▶ [Required tasks]
(A) From the nanoparticle abstract, list each particle dimension that was determined from best fits of the measured MEIS spectra.
(B) Write the next part of the nanoparticle abstract, picking up after its last sentence.

▶ [Page extract]
A Three Dimensional Analysis of Au-Silica Core-Shell Nanoparticles Using Medium Energy Ion Scattering

The medium energy ion scattering (MEIS) facility at the IIAA Huddersfield has been used
for the analysis of a monolayer of Au-silica core-shell nanoparticles deposited on Si substrate.
Both spherical and rod shape particles were investigated and the spectra produced by 100 keV He+
ions scattered through angles of 90º and 125º were compared with the results of RBS-MAST [1]
simulations performed on artificial 3D model cells containing the nanoparticles. The thickness of
the silica shell, the diameter of the Au spheres, and the diameter and length of the Au nano-rods
were determined from best fits of the measured set of MEIS spectra.
In addition, the effect of ion irradiation on the silica shell and gold core was monitored by
MEIS measurements in conjunction with RBS-MAST simulations. Ion bombardment was
performed under largely different conditions, i.e., by 30 keV Ar+, 150 keV Fe+, or 2.8 MeV N+
ions in the dose range of 2×1015 - 2×1016 cm-2. Significant changes in the particle geometry can be
observed due to ion beam-induced sputtering and recoil effects, the significance of which was
estimated from full-cascade SRIM simulations.

▶ [Input data]
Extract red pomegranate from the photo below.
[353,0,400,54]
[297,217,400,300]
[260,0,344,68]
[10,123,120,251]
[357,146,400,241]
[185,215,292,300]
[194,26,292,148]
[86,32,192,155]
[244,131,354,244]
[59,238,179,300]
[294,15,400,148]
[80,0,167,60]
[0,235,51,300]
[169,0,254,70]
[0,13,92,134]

▶ [Answers by item number]
(A)
- Thickness of the silica shell
- Diameter of the Au spheres
- Diameter of the Au nano-rods
- Length of the Au nano-rods

(B)
Rutherford backscattering spectrometry (RBS), Field emission scanning electron microscopy
(FESEM), and Atomic Force Microscopy (AFM) techniques have been applied as complementary
characterization tools to monitor the amount of gold and surface morphology on the un-irradiated
and irradiated sample areas. We show that MEIS can yield spatial information on the geometrical
changes of particulate systems at the nanometre scale.